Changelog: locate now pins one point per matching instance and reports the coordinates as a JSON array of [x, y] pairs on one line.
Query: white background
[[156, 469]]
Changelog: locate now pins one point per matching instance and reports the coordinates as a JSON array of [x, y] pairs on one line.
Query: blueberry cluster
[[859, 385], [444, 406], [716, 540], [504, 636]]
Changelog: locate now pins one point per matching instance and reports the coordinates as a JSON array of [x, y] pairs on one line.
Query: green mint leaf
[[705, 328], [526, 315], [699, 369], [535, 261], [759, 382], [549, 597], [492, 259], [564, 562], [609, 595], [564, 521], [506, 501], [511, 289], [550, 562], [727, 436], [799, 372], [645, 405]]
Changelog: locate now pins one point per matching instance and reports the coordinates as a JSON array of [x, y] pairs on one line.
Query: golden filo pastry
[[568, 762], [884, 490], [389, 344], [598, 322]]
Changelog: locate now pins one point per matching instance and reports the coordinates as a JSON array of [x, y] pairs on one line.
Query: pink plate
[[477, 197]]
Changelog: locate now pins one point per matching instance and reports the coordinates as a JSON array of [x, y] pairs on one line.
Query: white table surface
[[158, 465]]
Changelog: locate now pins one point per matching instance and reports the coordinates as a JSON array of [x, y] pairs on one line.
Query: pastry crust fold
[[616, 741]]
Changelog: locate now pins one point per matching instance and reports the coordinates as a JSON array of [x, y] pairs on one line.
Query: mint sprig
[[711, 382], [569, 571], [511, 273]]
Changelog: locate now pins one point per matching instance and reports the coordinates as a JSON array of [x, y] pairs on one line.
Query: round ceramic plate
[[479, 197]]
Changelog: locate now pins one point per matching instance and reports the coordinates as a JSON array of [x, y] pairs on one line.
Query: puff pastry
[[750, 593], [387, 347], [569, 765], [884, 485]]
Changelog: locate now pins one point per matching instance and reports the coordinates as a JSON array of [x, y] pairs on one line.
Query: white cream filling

###

Requirements:
Copy every line of the material above word for word, changing nothing.

Result of the task:
Changelog: locate now pins one point per matching instance and reports the coordinates as a JSON array of [x, y] pairs on one line.
Query: white background
[[156, 469]]
Changelog: locate now pins one point per matching instance and reports the coordinates as a JSON array of [x, y] pairs on one line.
Query: blueberry cluster
[[859, 385], [444, 406], [716, 540], [504, 636]]
Changelog: locate now pins one point per matching instance and reports the coordinates as a JSON array of [x, y] pairs on one line.
Query: green mint leaf
[[705, 328], [526, 315], [699, 369], [535, 261], [759, 382], [549, 597], [492, 259], [564, 562], [609, 595], [564, 521], [506, 501], [511, 289], [550, 562], [727, 436], [799, 372], [645, 405]]
Changelog: locate now pins one point per matching instance and reports the coordinates as a JSON array of [x, y] pairs on one line.
Query: golden filo pastry
[[568, 762], [884, 490], [389, 344], [598, 322]]
Changelog: locate now pins one point per matching instance and reports the coordinates as a JSON array of [x, y] pairs on one line.
Query: pink plate
[[477, 197]]
Changelog: locate now pins one point per matching instance and reports the coordinates as a JSON array of [x, y] pairs on one line.
Query: white table surface
[[158, 465]]
Changelog: locate now pins one point per matching instance and reports the coordinates as a JSON array of [x, y] pairs on one line.
Query: pastry crust fold
[[616, 741]]
Changelog: locate now pins one point per matching instance and reports the coordinates as a JSON array of [x, y] pairs on one line.
Query: mint sprig
[[711, 382], [569, 571], [511, 273]]
Changelog: locate now pins one point per matching instance and reports the coordinates as a JSON array of [x, y] pairs on one line.
Query: round ceramic plate
[[479, 197]]
Changelog: locate now pins one point per matching instance and reports the coordinates as a JSON array of [x, y] pairs on one line.
Query: puff pastry
[[750, 593], [387, 347], [569, 765], [884, 485]]
Changelog: locate now pins one point per matching instance and reports the coordinates as a JSON array of [x, y] pairs on one line.
Query: white cream filling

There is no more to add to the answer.